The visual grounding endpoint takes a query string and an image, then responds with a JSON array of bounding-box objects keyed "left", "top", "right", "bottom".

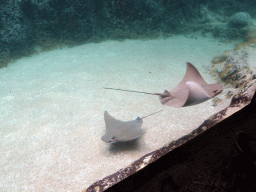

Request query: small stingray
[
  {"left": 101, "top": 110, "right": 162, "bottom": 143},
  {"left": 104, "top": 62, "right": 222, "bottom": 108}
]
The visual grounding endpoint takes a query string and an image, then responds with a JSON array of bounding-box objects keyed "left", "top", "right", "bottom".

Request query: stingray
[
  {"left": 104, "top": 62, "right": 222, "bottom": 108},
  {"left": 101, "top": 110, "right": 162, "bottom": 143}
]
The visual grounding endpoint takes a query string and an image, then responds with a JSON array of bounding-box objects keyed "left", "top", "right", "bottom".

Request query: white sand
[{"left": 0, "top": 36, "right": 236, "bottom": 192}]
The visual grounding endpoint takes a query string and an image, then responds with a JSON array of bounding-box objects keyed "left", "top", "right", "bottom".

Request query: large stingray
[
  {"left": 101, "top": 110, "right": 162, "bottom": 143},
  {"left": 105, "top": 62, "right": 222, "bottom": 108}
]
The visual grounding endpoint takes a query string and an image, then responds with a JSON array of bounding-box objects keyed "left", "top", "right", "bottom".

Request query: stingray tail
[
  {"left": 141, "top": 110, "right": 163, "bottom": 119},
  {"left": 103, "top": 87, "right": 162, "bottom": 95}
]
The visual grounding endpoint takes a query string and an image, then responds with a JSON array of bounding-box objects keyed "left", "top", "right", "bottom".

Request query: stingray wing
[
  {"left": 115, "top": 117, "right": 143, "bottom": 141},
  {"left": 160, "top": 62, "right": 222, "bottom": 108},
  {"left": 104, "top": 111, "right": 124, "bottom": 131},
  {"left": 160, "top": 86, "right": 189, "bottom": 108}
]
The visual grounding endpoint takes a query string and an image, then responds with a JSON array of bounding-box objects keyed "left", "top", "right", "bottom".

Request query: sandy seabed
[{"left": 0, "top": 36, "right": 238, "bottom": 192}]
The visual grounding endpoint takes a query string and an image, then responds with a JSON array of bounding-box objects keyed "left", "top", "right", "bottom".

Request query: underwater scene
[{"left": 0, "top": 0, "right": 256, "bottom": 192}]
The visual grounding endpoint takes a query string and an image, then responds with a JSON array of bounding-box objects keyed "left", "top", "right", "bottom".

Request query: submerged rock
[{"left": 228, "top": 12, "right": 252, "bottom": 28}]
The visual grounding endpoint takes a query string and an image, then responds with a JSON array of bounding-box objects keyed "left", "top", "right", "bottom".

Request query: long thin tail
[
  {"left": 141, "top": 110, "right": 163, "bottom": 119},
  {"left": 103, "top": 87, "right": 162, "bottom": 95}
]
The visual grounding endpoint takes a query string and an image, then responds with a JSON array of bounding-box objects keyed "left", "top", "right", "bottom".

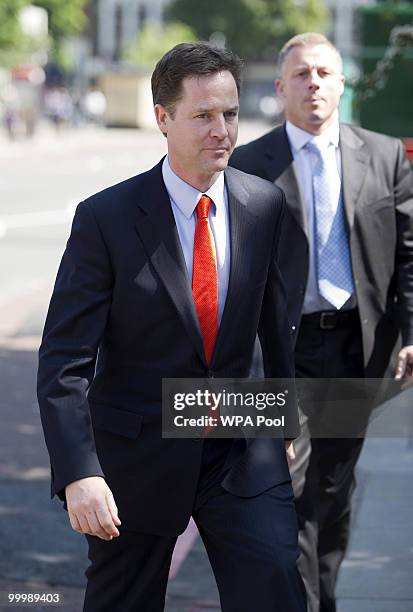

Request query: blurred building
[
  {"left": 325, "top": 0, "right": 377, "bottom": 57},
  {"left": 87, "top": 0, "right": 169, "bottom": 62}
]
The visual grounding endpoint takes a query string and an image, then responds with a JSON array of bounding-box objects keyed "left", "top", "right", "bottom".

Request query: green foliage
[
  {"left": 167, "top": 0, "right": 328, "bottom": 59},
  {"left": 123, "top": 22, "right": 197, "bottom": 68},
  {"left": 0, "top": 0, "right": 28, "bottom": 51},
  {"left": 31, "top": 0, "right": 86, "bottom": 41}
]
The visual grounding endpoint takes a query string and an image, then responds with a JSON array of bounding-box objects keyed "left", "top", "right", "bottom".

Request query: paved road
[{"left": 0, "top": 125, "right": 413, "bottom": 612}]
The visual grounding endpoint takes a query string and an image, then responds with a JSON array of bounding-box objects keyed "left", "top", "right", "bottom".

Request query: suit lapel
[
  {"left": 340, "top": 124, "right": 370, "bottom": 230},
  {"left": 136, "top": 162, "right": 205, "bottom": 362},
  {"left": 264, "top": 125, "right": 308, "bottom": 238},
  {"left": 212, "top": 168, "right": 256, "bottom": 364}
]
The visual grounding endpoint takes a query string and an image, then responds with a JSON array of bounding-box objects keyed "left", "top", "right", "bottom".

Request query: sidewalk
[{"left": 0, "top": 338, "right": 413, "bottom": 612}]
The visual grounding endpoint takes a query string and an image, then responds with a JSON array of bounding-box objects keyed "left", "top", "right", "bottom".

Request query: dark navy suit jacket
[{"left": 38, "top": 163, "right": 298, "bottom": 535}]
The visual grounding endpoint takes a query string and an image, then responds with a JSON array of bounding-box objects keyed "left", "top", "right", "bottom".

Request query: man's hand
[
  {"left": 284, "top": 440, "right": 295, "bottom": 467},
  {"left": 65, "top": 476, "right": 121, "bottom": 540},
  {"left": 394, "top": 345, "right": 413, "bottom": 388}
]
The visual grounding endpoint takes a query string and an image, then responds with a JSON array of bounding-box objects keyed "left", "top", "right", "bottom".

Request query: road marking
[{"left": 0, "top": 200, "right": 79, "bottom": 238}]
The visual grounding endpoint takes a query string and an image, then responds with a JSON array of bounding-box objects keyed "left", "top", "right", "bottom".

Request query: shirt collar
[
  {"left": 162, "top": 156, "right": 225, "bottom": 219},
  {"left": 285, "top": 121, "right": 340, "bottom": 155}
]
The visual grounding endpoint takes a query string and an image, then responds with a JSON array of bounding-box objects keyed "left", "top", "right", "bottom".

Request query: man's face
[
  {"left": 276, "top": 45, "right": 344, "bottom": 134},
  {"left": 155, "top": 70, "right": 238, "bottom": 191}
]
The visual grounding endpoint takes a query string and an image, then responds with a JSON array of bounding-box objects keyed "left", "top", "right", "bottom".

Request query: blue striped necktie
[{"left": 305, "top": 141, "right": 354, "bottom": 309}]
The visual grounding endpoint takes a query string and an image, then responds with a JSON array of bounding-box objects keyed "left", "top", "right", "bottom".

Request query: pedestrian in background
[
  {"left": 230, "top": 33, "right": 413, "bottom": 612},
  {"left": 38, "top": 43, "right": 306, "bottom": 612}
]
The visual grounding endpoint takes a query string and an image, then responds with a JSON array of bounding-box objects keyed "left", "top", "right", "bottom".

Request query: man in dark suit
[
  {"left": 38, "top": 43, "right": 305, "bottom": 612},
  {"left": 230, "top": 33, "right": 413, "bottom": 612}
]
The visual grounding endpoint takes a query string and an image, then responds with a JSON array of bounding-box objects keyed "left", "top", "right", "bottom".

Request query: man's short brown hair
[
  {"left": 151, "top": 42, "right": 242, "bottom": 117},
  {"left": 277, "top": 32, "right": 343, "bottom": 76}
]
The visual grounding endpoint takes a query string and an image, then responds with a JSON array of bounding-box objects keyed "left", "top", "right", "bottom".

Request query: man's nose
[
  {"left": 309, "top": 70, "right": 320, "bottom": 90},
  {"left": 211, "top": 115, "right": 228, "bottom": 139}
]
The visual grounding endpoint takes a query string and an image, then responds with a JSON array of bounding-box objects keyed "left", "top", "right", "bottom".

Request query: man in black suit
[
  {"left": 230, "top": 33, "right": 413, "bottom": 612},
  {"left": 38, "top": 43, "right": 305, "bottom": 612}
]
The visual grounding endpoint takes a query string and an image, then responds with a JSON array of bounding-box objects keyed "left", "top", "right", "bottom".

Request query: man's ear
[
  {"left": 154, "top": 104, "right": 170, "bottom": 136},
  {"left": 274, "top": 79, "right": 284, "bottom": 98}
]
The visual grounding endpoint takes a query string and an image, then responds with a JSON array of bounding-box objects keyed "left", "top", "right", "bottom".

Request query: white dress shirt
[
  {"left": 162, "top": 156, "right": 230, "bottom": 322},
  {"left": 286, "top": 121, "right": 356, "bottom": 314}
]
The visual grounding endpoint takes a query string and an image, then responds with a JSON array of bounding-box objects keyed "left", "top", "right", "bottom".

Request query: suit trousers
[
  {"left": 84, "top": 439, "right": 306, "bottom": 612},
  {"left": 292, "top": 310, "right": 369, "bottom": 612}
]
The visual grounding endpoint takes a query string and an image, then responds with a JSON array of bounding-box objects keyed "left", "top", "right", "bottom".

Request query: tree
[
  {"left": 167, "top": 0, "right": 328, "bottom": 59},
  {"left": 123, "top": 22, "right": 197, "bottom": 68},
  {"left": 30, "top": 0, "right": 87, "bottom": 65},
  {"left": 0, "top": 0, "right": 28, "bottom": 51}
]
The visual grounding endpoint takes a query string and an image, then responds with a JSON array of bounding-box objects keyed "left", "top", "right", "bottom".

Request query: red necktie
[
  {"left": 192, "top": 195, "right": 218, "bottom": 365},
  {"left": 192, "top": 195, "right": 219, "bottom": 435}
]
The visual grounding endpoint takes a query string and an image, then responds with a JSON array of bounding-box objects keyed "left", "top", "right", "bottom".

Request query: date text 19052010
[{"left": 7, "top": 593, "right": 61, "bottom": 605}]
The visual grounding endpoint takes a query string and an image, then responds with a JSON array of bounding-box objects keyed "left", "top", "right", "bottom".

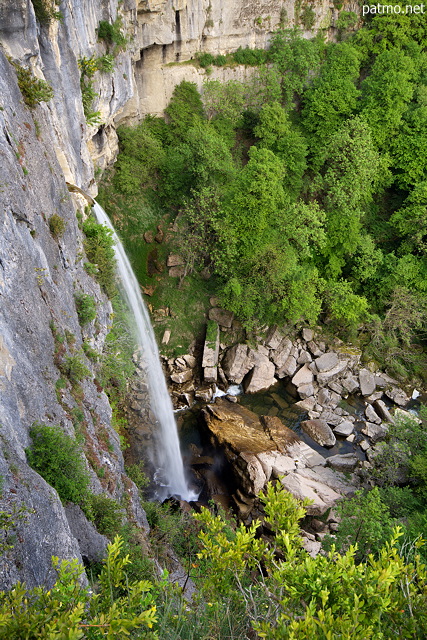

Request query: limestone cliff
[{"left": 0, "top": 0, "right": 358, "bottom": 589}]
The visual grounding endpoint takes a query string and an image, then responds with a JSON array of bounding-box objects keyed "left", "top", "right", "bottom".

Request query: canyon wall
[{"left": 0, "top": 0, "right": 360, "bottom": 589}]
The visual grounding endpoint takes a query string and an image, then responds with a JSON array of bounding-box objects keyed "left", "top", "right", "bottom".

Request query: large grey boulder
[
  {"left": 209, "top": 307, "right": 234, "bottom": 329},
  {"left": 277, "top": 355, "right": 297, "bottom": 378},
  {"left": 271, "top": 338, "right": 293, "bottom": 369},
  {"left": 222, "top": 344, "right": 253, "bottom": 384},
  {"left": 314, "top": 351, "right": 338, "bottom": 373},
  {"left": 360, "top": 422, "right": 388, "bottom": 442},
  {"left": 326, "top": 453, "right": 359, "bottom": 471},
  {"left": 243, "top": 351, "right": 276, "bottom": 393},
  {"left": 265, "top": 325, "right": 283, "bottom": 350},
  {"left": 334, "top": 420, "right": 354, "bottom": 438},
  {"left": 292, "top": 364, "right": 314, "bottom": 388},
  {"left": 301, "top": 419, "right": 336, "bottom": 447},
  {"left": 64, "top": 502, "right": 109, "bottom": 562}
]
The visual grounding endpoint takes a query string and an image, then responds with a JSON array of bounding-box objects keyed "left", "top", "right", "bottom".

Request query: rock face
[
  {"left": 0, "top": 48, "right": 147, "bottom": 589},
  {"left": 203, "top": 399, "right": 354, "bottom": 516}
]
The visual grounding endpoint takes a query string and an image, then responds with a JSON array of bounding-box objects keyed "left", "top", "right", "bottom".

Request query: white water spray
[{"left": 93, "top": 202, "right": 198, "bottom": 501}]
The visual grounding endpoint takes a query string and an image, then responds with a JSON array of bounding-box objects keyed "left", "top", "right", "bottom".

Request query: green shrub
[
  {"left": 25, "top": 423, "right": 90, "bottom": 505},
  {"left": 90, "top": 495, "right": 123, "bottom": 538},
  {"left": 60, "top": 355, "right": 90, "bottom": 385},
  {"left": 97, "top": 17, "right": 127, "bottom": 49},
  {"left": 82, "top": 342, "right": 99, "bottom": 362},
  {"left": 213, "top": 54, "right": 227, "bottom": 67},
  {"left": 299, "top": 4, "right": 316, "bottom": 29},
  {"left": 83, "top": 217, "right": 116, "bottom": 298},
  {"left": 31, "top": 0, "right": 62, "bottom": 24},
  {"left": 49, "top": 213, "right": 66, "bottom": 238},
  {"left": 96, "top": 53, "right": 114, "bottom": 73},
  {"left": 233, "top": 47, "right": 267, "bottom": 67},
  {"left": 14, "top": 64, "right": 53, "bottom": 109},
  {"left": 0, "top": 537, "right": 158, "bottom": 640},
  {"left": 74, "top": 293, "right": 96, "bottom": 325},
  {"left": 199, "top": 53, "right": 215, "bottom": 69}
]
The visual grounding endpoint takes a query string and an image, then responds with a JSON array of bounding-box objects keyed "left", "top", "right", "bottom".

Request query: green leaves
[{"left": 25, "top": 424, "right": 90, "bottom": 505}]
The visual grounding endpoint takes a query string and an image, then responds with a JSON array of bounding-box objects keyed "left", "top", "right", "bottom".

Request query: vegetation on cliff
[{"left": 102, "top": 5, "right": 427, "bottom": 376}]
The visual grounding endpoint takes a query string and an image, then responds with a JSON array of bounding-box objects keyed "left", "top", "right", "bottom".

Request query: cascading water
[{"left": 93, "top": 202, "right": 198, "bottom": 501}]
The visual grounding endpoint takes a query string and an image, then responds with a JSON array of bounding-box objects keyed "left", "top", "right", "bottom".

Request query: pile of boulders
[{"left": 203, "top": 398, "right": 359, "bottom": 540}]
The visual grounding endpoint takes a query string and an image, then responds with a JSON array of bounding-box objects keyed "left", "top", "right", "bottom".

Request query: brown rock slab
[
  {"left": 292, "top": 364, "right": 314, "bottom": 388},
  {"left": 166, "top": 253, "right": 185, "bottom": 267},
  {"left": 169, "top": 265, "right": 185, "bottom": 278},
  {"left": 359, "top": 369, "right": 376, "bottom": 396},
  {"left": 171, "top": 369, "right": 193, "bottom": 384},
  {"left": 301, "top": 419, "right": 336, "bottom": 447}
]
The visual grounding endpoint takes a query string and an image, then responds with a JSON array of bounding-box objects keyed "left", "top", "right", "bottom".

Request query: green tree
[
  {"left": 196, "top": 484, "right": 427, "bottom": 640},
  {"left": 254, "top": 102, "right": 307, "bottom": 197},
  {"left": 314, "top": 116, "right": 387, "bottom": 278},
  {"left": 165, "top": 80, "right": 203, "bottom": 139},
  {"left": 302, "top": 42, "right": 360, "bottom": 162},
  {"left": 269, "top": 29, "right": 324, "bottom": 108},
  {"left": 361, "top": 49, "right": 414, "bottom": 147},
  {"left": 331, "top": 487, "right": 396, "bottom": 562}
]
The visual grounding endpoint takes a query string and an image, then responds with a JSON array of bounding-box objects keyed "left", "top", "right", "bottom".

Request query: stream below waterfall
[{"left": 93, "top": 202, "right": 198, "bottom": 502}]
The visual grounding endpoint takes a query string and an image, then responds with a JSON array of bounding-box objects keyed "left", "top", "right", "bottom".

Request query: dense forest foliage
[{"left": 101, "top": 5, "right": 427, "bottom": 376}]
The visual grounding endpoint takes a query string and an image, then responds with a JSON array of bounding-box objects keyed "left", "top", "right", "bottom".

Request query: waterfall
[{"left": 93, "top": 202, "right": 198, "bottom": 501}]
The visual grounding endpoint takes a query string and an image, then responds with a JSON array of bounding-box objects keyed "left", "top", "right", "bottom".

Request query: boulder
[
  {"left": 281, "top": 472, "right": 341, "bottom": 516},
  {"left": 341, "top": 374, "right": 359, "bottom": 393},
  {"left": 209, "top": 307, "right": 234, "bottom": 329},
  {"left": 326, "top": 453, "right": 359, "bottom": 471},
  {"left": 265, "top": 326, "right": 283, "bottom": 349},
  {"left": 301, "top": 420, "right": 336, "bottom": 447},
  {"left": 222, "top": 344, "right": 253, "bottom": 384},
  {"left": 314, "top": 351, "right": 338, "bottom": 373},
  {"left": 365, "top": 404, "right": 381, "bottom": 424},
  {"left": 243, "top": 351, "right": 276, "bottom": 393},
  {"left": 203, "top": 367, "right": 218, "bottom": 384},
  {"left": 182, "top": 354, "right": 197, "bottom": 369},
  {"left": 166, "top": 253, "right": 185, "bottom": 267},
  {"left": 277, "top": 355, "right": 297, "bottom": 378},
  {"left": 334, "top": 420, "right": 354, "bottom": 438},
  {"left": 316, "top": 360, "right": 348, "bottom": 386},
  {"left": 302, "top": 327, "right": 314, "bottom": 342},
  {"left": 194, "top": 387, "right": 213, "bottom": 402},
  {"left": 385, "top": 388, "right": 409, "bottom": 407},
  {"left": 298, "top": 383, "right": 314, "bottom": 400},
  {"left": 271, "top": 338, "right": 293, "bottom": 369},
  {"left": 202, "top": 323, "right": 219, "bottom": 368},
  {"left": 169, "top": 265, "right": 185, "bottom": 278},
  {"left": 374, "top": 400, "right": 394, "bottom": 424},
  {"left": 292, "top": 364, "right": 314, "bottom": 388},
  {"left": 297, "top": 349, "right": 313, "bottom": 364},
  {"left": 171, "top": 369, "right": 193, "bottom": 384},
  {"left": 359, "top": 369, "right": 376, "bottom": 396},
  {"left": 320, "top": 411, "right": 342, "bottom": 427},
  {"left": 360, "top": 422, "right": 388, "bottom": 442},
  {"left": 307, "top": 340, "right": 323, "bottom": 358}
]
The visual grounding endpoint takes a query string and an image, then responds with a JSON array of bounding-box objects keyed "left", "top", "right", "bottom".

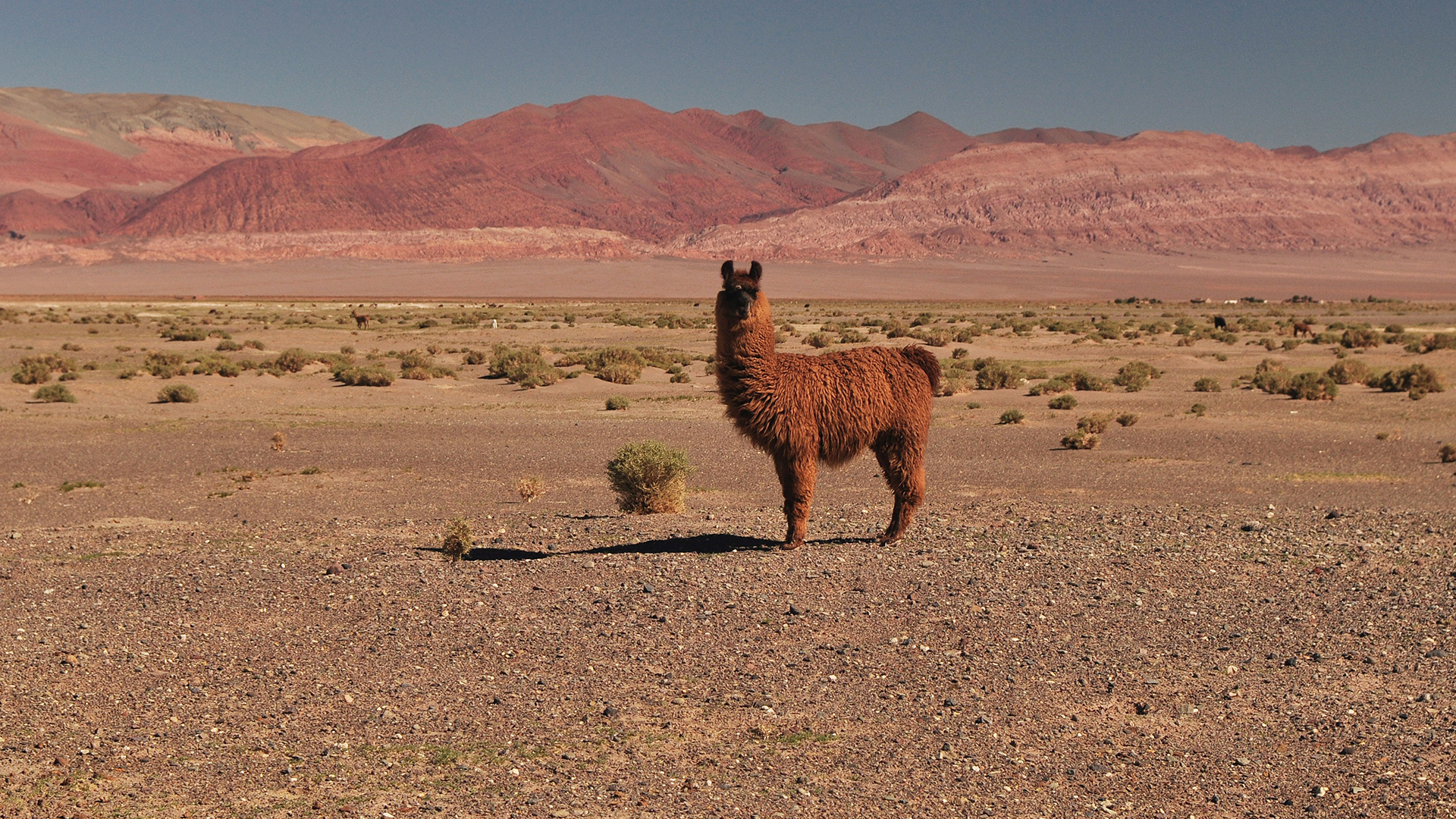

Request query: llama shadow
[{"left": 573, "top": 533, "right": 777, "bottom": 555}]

Written request
Report every line of the rows above that contains the word "cliff".

Answer to this task
Request query: limestone cliff
Request query: vegetation on cliff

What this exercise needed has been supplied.